Horizon
Page 8
Cook, I think, did not entirely trust the assumptions behind the Enlightenment principles that urged him to measure, to record, and to define the world. He did not completely concede the authority that lay behind gradations of social rank, perhaps even naval rank. He spent his life charting raw space, putting down grids and elevations, but he also understood what could not be charted, the importance of the line that separated the known from the unknown. He understood what occurred in the silence between two musical notes. He also knew, I believe, the indispensability of this.
* * *
—
WHENEVER I TRAVELED to Cape Foulweather, I took a pair of binoculars with me. Sometimes I brought along a catadioptric telescope. Since early childhood I’ve been enchanted by the possibility of seeing farther, enthusiastic about the way a few convex and concave glass surfaces can resolve a distant scene into a crisp, isolated image.

Work to complete:
Continue the passage about Cook and Cape Foulweather, starting after its last sentence.

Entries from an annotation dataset
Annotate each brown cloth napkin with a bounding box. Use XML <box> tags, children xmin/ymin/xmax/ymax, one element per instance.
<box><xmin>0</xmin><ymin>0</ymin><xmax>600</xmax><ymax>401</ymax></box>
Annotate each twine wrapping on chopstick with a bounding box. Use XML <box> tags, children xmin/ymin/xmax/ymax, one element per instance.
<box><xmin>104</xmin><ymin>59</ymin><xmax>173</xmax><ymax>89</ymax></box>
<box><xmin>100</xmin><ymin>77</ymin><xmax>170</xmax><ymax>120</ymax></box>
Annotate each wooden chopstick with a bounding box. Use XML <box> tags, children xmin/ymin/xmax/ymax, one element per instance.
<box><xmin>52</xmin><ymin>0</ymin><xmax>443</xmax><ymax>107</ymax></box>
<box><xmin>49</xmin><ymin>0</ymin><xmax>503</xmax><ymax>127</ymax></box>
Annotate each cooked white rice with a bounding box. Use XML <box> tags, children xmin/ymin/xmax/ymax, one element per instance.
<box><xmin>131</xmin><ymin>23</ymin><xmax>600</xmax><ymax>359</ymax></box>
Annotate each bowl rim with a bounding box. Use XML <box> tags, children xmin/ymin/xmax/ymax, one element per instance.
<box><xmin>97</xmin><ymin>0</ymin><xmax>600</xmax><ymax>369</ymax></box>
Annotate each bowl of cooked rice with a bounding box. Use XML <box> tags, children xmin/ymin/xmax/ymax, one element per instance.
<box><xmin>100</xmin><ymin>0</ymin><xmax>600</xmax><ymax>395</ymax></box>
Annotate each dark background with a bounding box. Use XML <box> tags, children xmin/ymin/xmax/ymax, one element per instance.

Result for this exercise:
Sometimes when I made the journey from home to the cape, I was forced to set up camp in rainy or snowy weather, and learned what that taught. It was easier to hike in the surrounding hills during stretches of dry, clement weather; and of course it was also possible to see farther then, if the atmosphere was clear. On starry nights I inspected the surface of the moon with the telescope, crater by crater. I picked out distant ships, trailed by their dark wakes in the moon’s beryl light. During the day I followed migrating gray whales and flocks of migrating white-winged and surf scoters offshore. With my binoculars I could inspect minutely the slope in a recovering clearcut north of me and resolve the nearly uniform emerald green there into greens of lesser and greater saturation, separating the leaves of salmonberry, for example, from those of red flowering currant or great hedge nettle.
The binoculars and the telescope tunneled the space around and above me, making the indefinite more distinct, the general more specific.
They made the space I was in larger, and my intimacy with that space greater.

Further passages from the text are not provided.